**ARTICLE:**
┌──

So, I would suggest to a new reloader to keep it simple; decide on one powder, and one bullet, and use the bullet manufacturer's OAL and load data. You can vary powder charges looking for accuracy but the last thing on many reloader's lists is bullet to lands measurements . I would suggest a new reloader take time to refine their basic reloading methods, and keep the "finer points" (and advanced theories) until later after a bit of experience is gained...


I'm trying to keep it "somewhat" simple. My background is mechanical engineering, so i tend to get deep into stuff like this quickly. I am attempting to do pretty much what you said. for ex., my 7mag. i picked H1000 and nosler accubond 160s. i started .020" off the lands just as a guess and the rifle loves it. so i'm calling that one done. i may play with a bit more powder charge to see if i can find another load just as accurate but 200fps or so faster, but if i can't, i have a great, accurate load for that rifle.

└──

**OBJECTIVE A:**
In the reloading discussion, what is the second writer's professional background?
**OBJECTIVE B:**
Revise the reloading discussion from "So, I would" to "experience is gained...", substituting "propellant" for "powder".
**OBJECTIVE C:**
Extend the reloading discussion onward from its final sentence.

**PROVIDED DATA:**
┌──

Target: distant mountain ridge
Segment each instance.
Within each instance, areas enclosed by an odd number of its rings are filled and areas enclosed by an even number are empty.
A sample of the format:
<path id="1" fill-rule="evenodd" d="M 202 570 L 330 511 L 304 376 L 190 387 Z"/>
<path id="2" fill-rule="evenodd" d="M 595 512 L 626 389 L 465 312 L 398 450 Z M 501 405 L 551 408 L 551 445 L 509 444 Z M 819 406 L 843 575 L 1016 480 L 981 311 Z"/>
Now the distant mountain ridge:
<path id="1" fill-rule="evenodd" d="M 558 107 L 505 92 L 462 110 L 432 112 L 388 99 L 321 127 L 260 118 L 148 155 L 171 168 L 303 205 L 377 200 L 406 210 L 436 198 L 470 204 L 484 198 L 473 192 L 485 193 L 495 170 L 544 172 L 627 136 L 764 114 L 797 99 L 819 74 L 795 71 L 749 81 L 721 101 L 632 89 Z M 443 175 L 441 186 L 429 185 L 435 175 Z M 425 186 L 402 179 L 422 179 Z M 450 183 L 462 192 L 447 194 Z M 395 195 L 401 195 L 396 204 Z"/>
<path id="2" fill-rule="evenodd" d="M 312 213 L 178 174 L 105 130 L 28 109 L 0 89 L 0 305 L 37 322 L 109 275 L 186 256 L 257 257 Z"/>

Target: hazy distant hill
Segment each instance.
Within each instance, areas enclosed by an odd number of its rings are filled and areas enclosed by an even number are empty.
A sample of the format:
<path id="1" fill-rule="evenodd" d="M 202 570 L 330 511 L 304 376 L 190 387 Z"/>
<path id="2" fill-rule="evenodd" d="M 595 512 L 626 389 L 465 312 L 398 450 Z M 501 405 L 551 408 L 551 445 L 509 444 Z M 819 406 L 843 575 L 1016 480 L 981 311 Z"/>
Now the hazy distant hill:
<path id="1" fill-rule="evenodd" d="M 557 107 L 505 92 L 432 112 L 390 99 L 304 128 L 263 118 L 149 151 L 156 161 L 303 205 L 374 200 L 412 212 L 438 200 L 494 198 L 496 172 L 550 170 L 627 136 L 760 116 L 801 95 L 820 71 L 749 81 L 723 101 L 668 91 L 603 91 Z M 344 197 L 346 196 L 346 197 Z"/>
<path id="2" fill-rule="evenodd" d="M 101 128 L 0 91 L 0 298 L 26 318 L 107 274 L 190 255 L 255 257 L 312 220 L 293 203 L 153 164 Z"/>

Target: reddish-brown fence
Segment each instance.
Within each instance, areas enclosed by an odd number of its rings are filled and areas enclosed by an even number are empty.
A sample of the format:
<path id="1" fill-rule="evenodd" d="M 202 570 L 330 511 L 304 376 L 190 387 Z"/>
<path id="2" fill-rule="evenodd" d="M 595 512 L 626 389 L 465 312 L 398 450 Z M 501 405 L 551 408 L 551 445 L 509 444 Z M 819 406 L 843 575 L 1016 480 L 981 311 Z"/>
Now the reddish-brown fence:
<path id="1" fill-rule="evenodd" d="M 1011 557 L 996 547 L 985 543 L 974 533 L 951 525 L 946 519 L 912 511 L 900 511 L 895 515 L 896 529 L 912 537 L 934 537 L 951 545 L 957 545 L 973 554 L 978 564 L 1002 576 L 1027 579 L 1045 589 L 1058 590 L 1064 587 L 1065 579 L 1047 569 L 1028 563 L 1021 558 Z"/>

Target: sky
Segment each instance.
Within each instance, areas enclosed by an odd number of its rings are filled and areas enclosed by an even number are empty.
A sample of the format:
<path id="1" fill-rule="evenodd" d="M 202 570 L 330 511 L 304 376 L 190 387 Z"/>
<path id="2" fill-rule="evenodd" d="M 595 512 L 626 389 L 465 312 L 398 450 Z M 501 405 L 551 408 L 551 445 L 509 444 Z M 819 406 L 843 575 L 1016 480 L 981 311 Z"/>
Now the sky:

└──

**WRITTEN REPLY A:**
Mechanical engineering.

**WRITTEN REPLY B:**
So, I would suggest to a new reloader to keep it simple; decide on one propellant, and one bullet, and use the bullet manufacturer's OAL and load data. You can vary propellant charges looking for accuracy but the last thing on many reloader's lists is bullet to lands measurements . I would suggest a new reloader take time to refine their basic reloading methods, and keep the "finer points" (and advanced theories) until later after a bit of experience is gained...

**WRITTEN REPLY C:**
same with the .22-250, 243, and '06. i have picked the bullets and powder. so i'm trying the OCW tests to find the best powder charge for each round/rifle. once that is done i can slowly play with seating depth to see if i can fine tune the accuracy. but that is really about to the extent i want to get into for now.

i have gotten 1/2moa or better with the 7mag on a few different outings now, so i know its possible. my goal for the other rifles will be under moa, and preferably 1/2moa. i am very technical and detail oriented, so this kinda stuff is right up my alley. there is a ton to learn however, and i'm sure i can spend half a lifetime trying to just digest all the stuff currently out, much less new stuff coming out.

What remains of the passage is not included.